─── Excerpt

VW releases battery recycling details
The recently announced Volkswagen pilot plant for recycling electric car battery materials in Salzgitter, which will go into operation in 2020, is designed to initially produce 1,200 tonnes per year. The project in Salzgitter is to be followed by further recycling plants in the next few years.
Engineers from the Components division are already working on a recycling concept. The aim is to return raw materials to the production process chain. After all, discarded battery cells can serve as valuable raw material suppliers.
“For ten years now, we have been researching how we can recuperate raw materials. These include, above all, cobalt, lithium, manganese, and nickel,” explains Thomas Tiedje, Head of Technical Planning. The multiple use of these four raw materials in particular is also so important because their extraction and use can be decisive for a company’s CO2 balance. Meanwhile, at the Braunschweig components plant, management and staff have been tuning in to times with “a lot of excitement” for months, according to VW. The first chemical storage units for the ID. family of electric cars are due to leave the plant at the end of 2019. These batteries will then be delivered to the assembly plants, initially mainly to Zwickau. ID. production will start there at the end of 2019. Batteries from Braunschweig will then follow for models such as the ID. Crozz, ID. Vizzion or the ID. Buzz.
At the same time, the “Center of Excellence” in Salzgitter is being built as a pilot plant for battery cell production. This will include a recycling plant from 2020, initially for 1,200 tons per year. This would correspond to 3,000 batteries. A further capacity increase is planned. Initially, the returns will be analysed according to special test criteria. Then there are two ways: the battery can be given a so-called “second life”. One possible application would be their mobile fast-charger with integrated battery storage.
If the battery is not used in a “Second Life” application, it is prepared for recycling in Salzgitter: For this purpose, the individual components are first shredded. The material is then dried and sieved. In this way the employees obtain so-called “black powder”. According to VW, it contains the valuable raw materials – nickel, manganese, cobalt and lithium. These now only have to be separated individually. They are then available for the production of new batteries.
The plant in Salzgitter is a pilot project. It is cost-neutral right from the start, and investments and benefits should balance each other out. This has to do above all with the fact that disposal and new procurement of raw materials is financially expensive: the company would have to make high investments for both procurement and disposal. The project in Salzgitter is to be followed in the coming years by further decentralized recycling plants. A long-term goal has been set: 97 percent of all raw materials are to be recycled.

──────
─── Data section

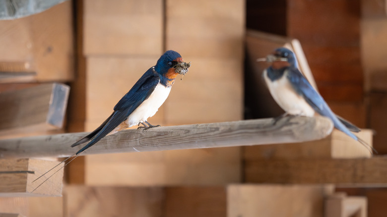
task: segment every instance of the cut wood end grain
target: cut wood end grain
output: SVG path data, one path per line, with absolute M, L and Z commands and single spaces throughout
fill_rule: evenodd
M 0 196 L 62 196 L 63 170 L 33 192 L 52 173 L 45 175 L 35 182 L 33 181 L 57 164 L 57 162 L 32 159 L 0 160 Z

──────
─── Data section

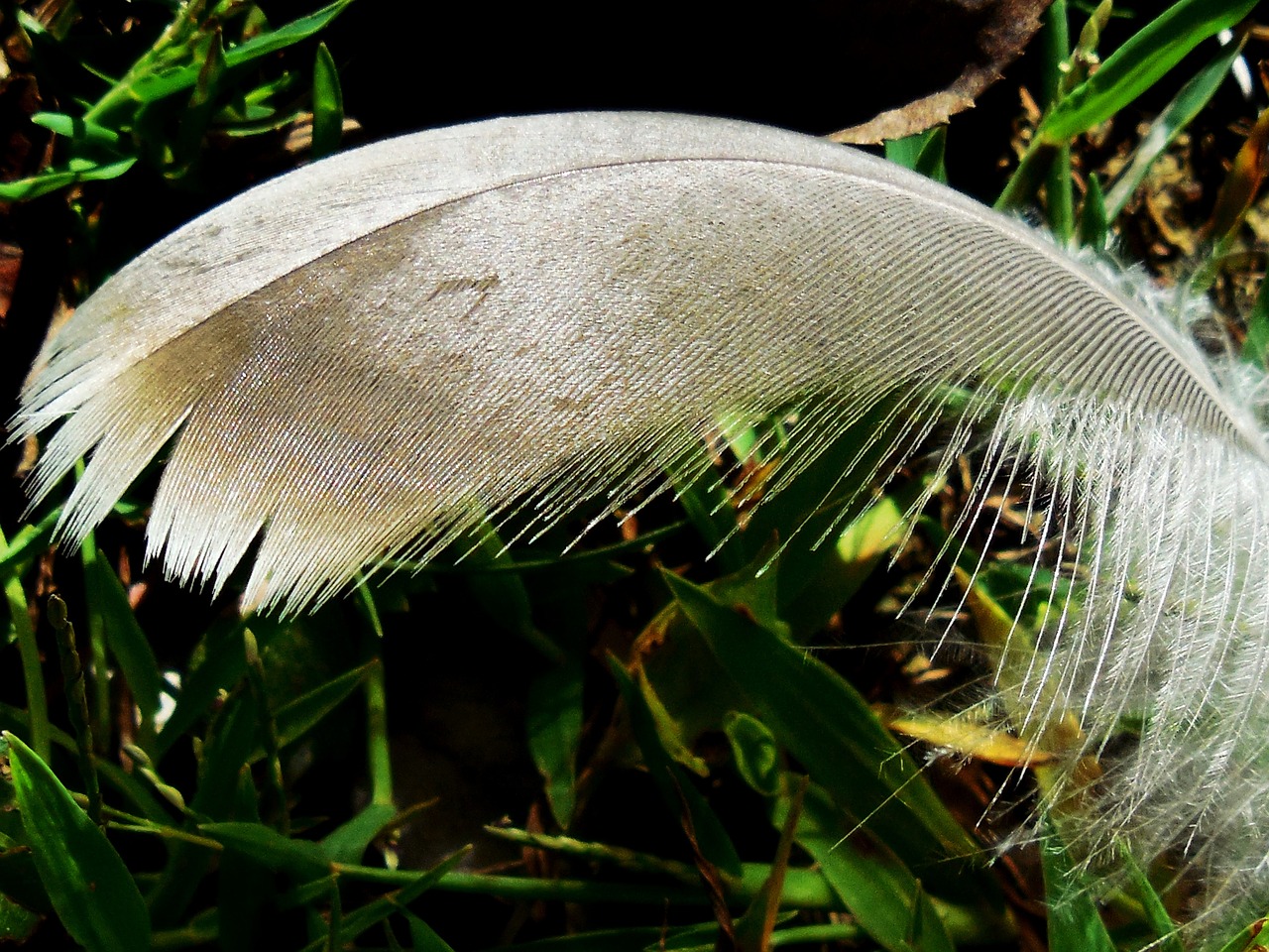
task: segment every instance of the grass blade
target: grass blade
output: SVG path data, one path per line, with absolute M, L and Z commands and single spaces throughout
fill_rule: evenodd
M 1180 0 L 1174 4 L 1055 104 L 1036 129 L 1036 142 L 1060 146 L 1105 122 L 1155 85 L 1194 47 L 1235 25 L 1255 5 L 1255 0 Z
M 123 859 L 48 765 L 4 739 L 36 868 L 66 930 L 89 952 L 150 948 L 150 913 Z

──────

Task item
Reproduce the stretch of the VW battery recycling text from "If the battery" through "of new batteries.". Rely only on the text for this.

Result below
If the battery is not used in a “Second Life” application, it is prepared for recycling in Salzgitter: For this purpose, the individual components are first shredded. The material is then dried and sieved. In this way the employees obtain so-called “black powder”. According to VW, it contains the valuable raw materials – nickel, manganese, cobalt and lithium. These now only have to be separated individually. They are then available for the production of new batteries.